» **Tasks for this exercise**:
1: Reproduce verbatim the passage of the stock headline report from "Thus, some portion" to "hypotheses.".
2: According to the stock headline report, what accuracy does the Stanford Natural Language Processing Toolkit provide when it performs sentiment analysis on sentences?
[start of Text shown]
Principal Component Analysis:
In order to determine how useful the
features I had actually were, I ran principal
component analysis on the data and then tested
linear SVMs on several of the top principal
components. Matlab’s built-in principal
component function was used to identify the
principal components and the data with all 693
features was then projected onto this space to
create new training and testing data for the SVM.
Table 2 on this page shows the error rates as a
function of how many of the top principal
components were used.
There are several things to take away from
these results: first, using a small number of the
top principal components performs nearly as well
as the baseline and slightly better than Naive
Baye’s (given a testing size of ~3500, these are
likely a statistically significant differences).
Thus, some portion of the data does hold
information significant to predicting stock prices.
Furthermore, adding more features does not
reduce the error rate further and in fact increases
the error rate by a significant amount. This means
that many of the “features” (those that contribute
to the non-top principal components) are
effectively noise for the purposes of satisfying our
hypotheses.
Number Components Error
1 0.5127
2 0.4045
3 0.3982
4 0.3982
5 0.3982
6 0.3939
7 0.4172
8 0.4049
9 0.4038
10 0.4133
50 0.4175
200 0.4503
693 (MAX) 0.4767
BAYES 0.4091
BASELINE 0.3859
Table 2
Manual Keyword Selection
Another method I tried for feature
selection was to manually select features human
insight indicates should be indicative. The key
words corresponding to these tokens are shown
below in Table 3 with their frequency in
positively and negatively classified headlines; few
of these stand out as strong indicators (not
stronger than for example the average number of
times stocks rose on the training period).
Training on these symbols alone meant that few
of the headlines could be processed total (~1300)
and resulted in an error of 0.38 when classifying
with P=0, notably worse than the baseline error of
0.33 on the same set.
Symbol Positive
Frequency
Negative
Frequency
Ratio
Buy 0.217 0.182 1.193
Sell 0.064 0.068 0.953
Good 0.079 0.074 1.065
Growth 0.158 0.165 0.956
Beat 0.068 0.072 0.940
New 0.253 0.254 0.997
Stop 0.018 0.008 2.179
Disappoint 0.004 0.013 0.323
Win 0.028 0.027 1.006
Bullish 0.048 0.042 1.138
Risk 0.028 0.057 0.484
Bad 0.035 0.036 0.968
Table 3
Natural Language Processing:
After failing to beat our baseline algorithm
using any of the standard features selection
techniques, I decided to try using Natural
Language Processing to provide better features
for the learning algorithms. In particular, the best
feature would be an indication of whether or not
the article headline spoke of the company
positively or negatively. This is known as
sentiment analysis in natural language processing.
Stanford has a publicly available Natural
Language Processing Toolkit that provides
sentiment analysis to sentences with high
accuracy (>80%). Unfortunately, when tested on
the headlines (re-parsed into sentence-like format)
, the processor was unable to achieve high success
rates for non-neutral sentences when compared to
my own reading of the headline. In a random
sample of 20 headlines the processor deemed
non-neutral (i.e. positive or negative sentiment), I
agreed with exactly half (10) of the assessments.
This is likely due to the fact that headlines are
very short, often requiring complex parsing in
order to fit them into a small space and thus do
not really resemble the sentences the processor
was trained in (which used normal, full-text
sentences). Natural language processors would
need to be specifically tailored to processing
headline-like data to be able to make a
meaningful contribution towards answering my
research questions.
Conclusion:
Overall, my work indicates that a
sophisticated model able to beat overall market
trends by reading financial news headlines cannot
be easily found without fairly sophisticated
human-like processing of the headlines.
However, using my work, one would be able to
run an algorithm that does notably better than
random chance and can do better than not
investing at all by roughly following both positive
and negative market trends.
Future Work:
After working on this project all quarter,
there are a couple of ways that it might be
extended to better answer the question:
• Customize natural language processing
tools to work well with headlines
• Make predictions based on more than one
headline at a time; this may allow for
better long-term analysis of a company’s
potential
[end of Text shown]
[start of Given entries]
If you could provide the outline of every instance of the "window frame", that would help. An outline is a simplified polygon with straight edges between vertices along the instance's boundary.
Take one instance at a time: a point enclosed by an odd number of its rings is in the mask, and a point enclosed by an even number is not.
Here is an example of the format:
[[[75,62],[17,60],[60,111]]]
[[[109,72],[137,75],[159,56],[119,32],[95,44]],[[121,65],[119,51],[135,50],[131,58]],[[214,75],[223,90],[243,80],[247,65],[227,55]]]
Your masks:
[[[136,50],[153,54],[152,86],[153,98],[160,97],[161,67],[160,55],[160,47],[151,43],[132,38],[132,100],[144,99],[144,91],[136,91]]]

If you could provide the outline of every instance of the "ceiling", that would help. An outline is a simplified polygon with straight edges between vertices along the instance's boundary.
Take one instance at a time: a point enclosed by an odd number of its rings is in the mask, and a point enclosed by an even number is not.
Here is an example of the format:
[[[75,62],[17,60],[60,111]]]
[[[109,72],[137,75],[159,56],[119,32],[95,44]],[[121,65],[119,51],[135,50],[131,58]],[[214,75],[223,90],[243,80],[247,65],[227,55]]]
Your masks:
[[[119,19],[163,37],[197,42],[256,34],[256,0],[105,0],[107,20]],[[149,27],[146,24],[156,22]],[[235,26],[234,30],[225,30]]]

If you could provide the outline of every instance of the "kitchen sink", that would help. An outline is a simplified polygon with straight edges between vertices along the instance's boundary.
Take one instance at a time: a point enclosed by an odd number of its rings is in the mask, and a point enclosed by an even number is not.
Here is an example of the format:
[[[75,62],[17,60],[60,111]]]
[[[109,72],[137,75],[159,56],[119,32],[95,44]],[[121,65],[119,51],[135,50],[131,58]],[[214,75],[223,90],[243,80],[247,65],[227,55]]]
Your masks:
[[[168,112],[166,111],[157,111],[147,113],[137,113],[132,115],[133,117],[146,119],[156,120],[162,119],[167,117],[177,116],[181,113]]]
[end of Given entries]
» **Solved tasks**:
1:
Thus, some portion of the data does hold
information significant to predicting stock prices.
Furthermore, adding more features does not
reduce the error rate further and in fact increases
the error rate by a significant amount. This means
that many of the “features” (those that contribute
to the non-top principal components) are
effectively noise for the purposes of satisfying our
hypotheses.

2: High accuracy, above 80%.